**Цель задания:** Перепечатайте из приведенного ниже отрывка о софистах фрагмент от слов «Если подвести итог» до слов «принцип греческой софистики.» включительно.

**Отрывок:**
= = = =
Даже такой необузданный, вероломный, надменный и жестокий тиран, как Критий (А 1, 4), в своих теоретических взглядах и в своей литературной деятельности отнюдь не поддается какой-нибудь одной и монотонной характеристике, но отличается необычайной пестротой натуры. То он проявляет интерес к самому обыкновенному быту (В 27-29, 37, 38), то моралистически обрушивается против пьянства (В 6), то пишет трактат "О природе любви и о добродетелях" (В 42), то упрекает Архилоха в излишней откровенности (В 44). С одной стороны, он находит благоразумие в совершении каждым своих собственных дел (В 41 а); а с другой стороны, он хотел бы "быть богатым, как Скопады, великодушным, как Кимон, и побеждать [врагов], как спартанец Аркесилай [Агесилай]" (В 8). Все это покрывается у Крития печальной констатацией бесконечных бедствий жизни (В 49). Что же касается Анонима Ямвлиха, то здесь и вовсе – проповедь самообладания, самоограничения и заботы о доброй славе после смерти (4, 5). После этого понимание Гиппием (А 1) цели жизни как "самоудовлетворенности" уже трудно квалифицировать как беспардонный индивидуализм или субъективизм, в духе которого обычно понимают всех софистов.

Если подвести итог набросанной у нас сейчас картины софистического субъективизма, то уже теперь необходимо будет существеннейшим образом ограничить этот софистический субъективизм, который вначале трактовался нами как основной принцип греческой софистики.
= = = =
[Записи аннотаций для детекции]

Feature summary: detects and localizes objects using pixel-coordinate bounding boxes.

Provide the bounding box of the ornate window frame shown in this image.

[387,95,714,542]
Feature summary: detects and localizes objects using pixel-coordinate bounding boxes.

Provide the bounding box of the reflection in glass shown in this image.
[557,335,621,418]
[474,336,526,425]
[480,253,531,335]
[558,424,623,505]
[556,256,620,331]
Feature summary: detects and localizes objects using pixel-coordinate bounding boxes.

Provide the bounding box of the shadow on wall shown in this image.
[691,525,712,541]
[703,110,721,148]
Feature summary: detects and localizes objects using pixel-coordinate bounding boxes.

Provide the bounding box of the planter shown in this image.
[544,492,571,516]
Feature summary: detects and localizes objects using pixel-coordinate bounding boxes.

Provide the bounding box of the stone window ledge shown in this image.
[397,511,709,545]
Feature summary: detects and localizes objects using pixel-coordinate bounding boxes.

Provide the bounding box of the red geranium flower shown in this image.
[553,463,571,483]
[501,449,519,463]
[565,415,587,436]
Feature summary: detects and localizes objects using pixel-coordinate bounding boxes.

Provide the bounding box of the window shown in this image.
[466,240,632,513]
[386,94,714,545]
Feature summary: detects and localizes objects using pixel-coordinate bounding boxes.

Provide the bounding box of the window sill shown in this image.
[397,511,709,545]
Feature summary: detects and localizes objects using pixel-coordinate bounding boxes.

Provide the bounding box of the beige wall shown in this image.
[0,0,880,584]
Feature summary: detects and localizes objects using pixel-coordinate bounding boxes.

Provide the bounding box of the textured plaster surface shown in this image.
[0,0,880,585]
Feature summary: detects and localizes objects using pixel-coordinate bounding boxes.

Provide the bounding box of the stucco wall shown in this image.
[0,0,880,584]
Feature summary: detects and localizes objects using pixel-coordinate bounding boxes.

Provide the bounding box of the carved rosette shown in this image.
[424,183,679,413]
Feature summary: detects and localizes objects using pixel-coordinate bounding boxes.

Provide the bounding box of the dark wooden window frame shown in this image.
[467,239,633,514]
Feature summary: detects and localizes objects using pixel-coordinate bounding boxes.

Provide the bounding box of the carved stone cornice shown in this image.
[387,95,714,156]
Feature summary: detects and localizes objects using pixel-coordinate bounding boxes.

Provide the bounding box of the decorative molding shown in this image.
= = = =
**Правильный результат:**
Если подвести итог набросанной у нас сейчас картины софистического субъективизма, то уже теперь необходимо будет существеннейшим образом ограничить этот софистический субъективизм, который вначале трактовался нами как основной принцип греческой софистики.